▶ Aim of the exercise
Write out the data word for word, from its first line through the line that contains "column 747, row 424", and leave the pictures out.

▶ Records to use
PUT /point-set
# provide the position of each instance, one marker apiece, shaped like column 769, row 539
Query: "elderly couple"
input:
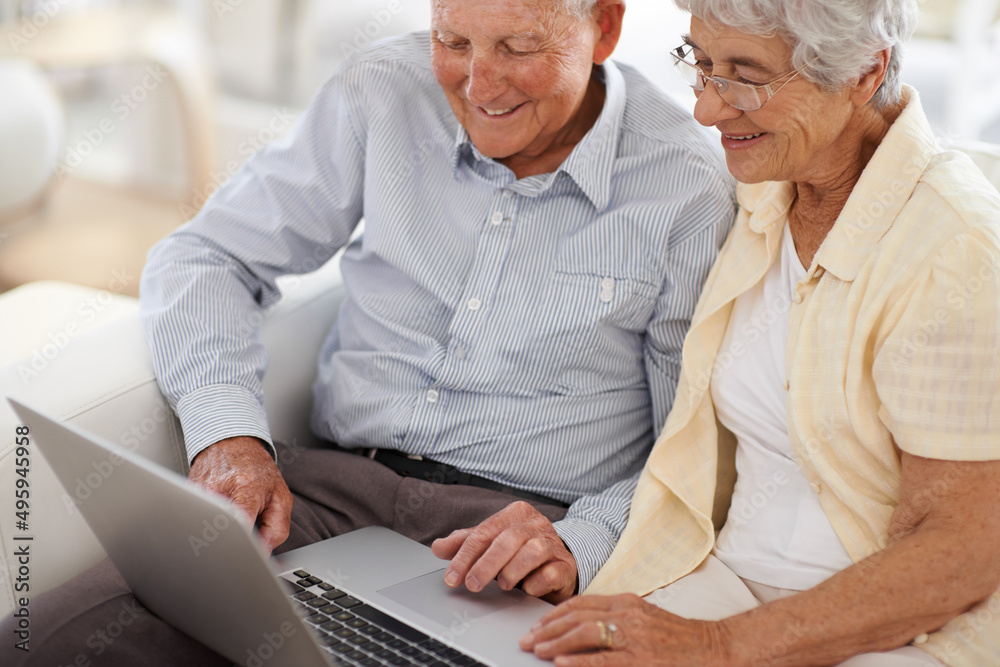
column 747, row 424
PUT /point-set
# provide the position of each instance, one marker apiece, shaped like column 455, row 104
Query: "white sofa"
column 103, row 381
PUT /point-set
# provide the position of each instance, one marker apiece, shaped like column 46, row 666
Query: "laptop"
column 369, row 597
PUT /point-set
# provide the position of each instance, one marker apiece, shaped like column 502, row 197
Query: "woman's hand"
column 626, row 630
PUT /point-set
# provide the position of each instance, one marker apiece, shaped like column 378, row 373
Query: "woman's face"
column 794, row 136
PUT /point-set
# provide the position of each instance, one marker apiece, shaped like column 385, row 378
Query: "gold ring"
column 607, row 638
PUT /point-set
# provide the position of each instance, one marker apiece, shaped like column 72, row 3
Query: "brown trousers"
column 95, row 620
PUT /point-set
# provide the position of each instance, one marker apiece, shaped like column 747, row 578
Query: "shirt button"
column 607, row 290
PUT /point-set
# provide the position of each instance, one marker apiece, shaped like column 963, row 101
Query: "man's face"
column 515, row 73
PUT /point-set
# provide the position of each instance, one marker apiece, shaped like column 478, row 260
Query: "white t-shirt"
column 776, row 533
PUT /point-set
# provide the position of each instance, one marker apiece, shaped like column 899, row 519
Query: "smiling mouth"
column 500, row 112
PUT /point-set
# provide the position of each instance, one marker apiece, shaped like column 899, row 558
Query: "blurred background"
column 119, row 117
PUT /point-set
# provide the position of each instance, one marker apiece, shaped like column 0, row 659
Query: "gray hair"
column 581, row 9
column 834, row 42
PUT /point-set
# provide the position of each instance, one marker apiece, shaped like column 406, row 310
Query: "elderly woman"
column 841, row 361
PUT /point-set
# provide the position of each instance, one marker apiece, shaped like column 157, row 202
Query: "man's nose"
column 486, row 79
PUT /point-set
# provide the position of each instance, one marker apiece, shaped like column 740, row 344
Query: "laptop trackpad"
column 450, row 607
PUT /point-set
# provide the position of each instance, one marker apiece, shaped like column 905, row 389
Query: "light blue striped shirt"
column 528, row 331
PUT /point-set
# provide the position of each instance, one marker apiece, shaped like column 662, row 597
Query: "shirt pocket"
column 591, row 327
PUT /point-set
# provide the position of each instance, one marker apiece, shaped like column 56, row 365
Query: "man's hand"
column 242, row 470
column 515, row 545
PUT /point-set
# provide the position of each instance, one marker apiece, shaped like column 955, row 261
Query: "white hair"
column 581, row 9
column 834, row 42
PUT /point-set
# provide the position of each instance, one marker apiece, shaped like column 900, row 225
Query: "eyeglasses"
column 743, row 96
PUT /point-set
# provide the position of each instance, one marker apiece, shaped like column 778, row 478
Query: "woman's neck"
column 818, row 202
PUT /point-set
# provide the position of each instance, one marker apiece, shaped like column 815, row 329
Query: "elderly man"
column 538, row 223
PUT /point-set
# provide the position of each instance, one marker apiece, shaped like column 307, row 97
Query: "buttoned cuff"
column 590, row 544
column 214, row 413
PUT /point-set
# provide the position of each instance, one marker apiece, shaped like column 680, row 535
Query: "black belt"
column 442, row 473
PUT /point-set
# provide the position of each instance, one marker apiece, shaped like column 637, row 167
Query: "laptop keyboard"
column 355, row 633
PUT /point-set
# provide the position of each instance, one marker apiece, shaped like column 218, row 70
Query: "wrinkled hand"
column 242, row 470
column 643, row 634
column 515, row 545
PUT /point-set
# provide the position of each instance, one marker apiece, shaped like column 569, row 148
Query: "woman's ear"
column 869, row 83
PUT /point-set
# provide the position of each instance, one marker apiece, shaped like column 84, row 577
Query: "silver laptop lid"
column 184, row 552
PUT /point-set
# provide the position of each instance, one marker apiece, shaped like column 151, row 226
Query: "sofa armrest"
column 103, row 381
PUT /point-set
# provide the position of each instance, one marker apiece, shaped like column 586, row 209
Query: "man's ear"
column 868, row 84
column 608, row 16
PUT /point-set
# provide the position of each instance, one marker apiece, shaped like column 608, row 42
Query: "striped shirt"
column 892, row 342
column 527, row 331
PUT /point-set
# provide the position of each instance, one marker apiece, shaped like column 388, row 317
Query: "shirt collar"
column 590, row 162
column 883, row 189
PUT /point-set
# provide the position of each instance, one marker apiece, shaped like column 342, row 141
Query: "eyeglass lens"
column 740, row 95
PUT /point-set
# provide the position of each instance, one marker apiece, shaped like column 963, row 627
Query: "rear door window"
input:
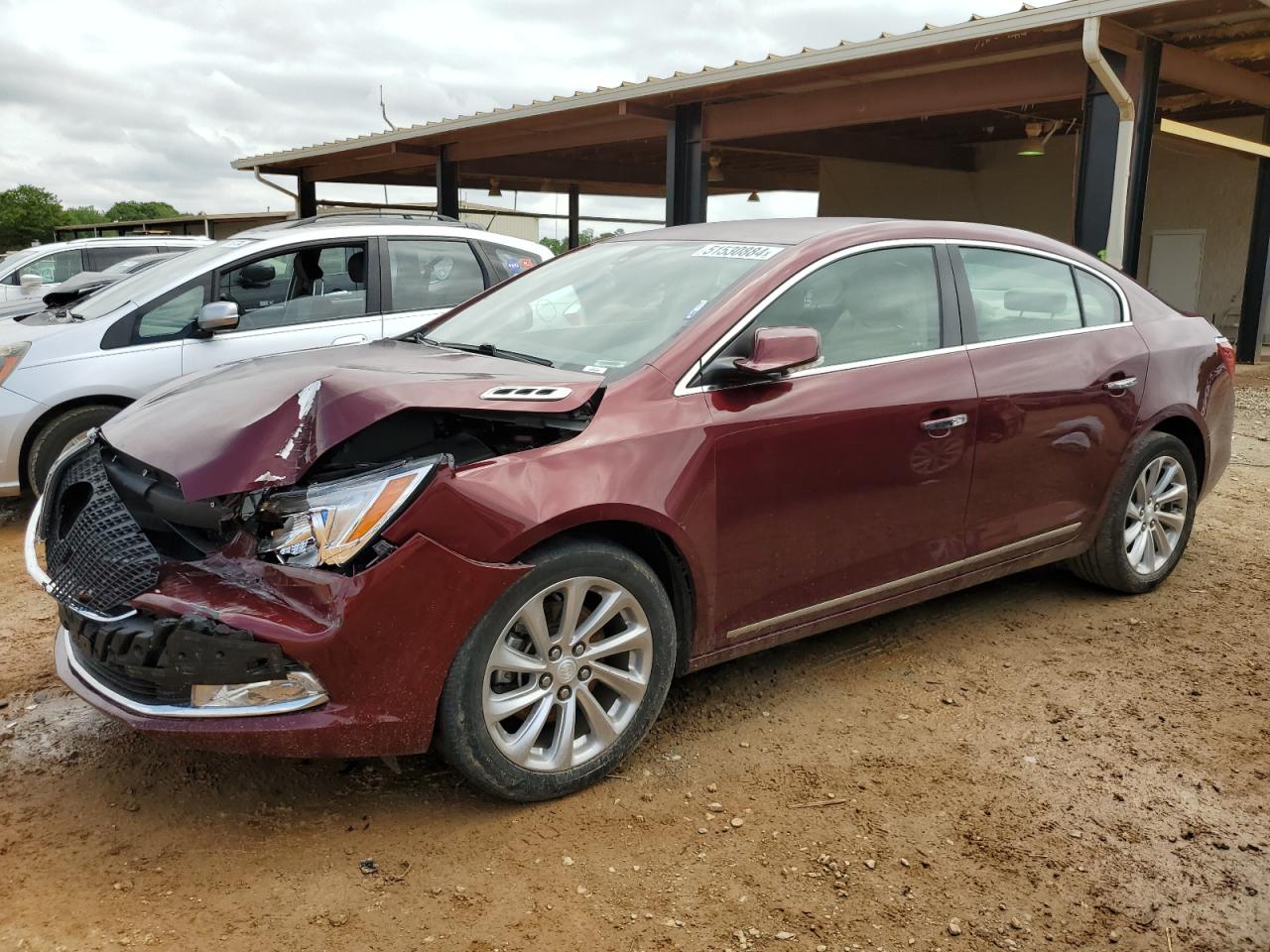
column 1017, row 295
column 1098, row 301
column 432, row 273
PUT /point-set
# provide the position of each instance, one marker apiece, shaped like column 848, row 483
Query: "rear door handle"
column 945, row 422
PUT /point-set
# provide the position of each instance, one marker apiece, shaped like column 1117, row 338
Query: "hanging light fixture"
column 715, row 172
column 1037, row 139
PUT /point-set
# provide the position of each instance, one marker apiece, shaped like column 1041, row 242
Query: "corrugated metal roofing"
column 1028, row 17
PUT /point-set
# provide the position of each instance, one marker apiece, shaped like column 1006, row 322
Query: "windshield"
column 144, row 285
column 604, row 308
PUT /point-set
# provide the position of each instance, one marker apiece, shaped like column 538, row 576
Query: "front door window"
column 305, row 286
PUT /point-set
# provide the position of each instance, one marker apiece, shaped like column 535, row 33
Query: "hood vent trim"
column 544, row 394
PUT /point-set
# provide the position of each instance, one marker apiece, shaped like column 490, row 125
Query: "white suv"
column 298, row 285
column 36, row 271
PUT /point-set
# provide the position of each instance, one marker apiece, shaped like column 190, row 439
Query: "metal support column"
column 1095, row 177
column 307, row 197
column 1143, row 134
column 1256, row 280
column 572, row 216
column 447, row 185
column 685, row 168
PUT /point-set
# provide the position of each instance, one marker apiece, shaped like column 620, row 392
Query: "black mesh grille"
column 94, row 551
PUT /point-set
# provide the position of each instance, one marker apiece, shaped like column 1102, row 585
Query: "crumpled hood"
column 263, row 422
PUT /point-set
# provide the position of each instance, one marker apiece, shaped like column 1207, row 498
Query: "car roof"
column 778, row 231
column 368, row 226
column 849, row 231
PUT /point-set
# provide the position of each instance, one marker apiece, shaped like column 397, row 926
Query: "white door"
column 1175, row 267
column 295, row 299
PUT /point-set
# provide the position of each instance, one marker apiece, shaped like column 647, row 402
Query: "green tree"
column 140, row 211
column 27, row 216
column 584, row 238
column 82, row 214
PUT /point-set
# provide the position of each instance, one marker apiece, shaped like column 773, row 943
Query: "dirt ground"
column 1030, row 765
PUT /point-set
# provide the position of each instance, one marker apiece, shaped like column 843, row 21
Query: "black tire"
column 56, row 434
column 462, row 735
column 1106, row 562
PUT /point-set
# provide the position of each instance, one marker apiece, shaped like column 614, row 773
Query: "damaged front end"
column 276, row 599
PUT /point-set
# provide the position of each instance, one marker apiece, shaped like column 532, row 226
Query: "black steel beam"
column 572, row 216
column 685, row 168
column 1256, row 278
column 447, row 185
column 307, row 202
column 1095, row 176
column 1143, row 134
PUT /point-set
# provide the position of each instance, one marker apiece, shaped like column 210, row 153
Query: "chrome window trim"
column 684, row 389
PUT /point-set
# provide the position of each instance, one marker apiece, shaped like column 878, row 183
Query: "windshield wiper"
column 489, row 350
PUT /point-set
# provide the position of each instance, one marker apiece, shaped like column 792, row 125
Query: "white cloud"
column 103, row 100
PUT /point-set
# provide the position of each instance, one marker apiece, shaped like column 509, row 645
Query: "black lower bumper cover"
column 157, row 660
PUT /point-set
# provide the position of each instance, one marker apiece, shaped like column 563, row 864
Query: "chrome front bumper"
column 299, row 692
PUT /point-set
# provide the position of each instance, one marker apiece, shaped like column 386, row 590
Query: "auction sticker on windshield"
column 752, row 253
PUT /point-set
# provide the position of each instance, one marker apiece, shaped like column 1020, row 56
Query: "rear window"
column 509, row 262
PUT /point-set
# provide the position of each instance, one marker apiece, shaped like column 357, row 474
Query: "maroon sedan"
column 508, row 531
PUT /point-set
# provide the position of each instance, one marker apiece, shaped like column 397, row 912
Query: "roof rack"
column 376, row 217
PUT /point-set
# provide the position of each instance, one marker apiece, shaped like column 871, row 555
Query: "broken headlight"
column 327, row 524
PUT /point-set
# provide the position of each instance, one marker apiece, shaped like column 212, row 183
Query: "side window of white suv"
column 173, row 312
column 318, row 284
column 54, row 268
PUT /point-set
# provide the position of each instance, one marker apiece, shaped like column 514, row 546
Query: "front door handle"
column 945, row 422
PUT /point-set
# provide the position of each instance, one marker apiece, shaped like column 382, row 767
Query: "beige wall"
column 1194, row 185
column 1032, row 193
column 1191, row 186
column 508, row 225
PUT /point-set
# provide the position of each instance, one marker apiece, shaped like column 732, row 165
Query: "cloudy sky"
column 104, row 100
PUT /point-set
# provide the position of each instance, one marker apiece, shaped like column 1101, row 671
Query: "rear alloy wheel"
column 564, row 674
column 1148, row 520
column 1156, row 516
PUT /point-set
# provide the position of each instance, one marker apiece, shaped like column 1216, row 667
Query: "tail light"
column 1227, row 353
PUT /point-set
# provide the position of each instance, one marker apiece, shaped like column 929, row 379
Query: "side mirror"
column 776, row 352
column 218, row 315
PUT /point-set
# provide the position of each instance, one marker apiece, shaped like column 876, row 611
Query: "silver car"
column 298, row 285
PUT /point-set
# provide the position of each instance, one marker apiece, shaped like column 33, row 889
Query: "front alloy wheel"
column 568, row 674
column 563, row 675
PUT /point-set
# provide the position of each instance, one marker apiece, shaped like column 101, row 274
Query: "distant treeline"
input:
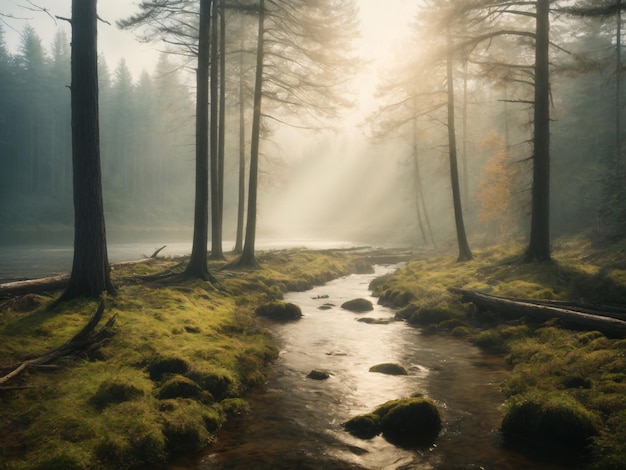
column 146, row 137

▶ The answer
PUT /point-set
# provide the position of each instance, one marker apiece, shaped like column 769, row 539
Query: "elderly couple"
input:
column 747, row 424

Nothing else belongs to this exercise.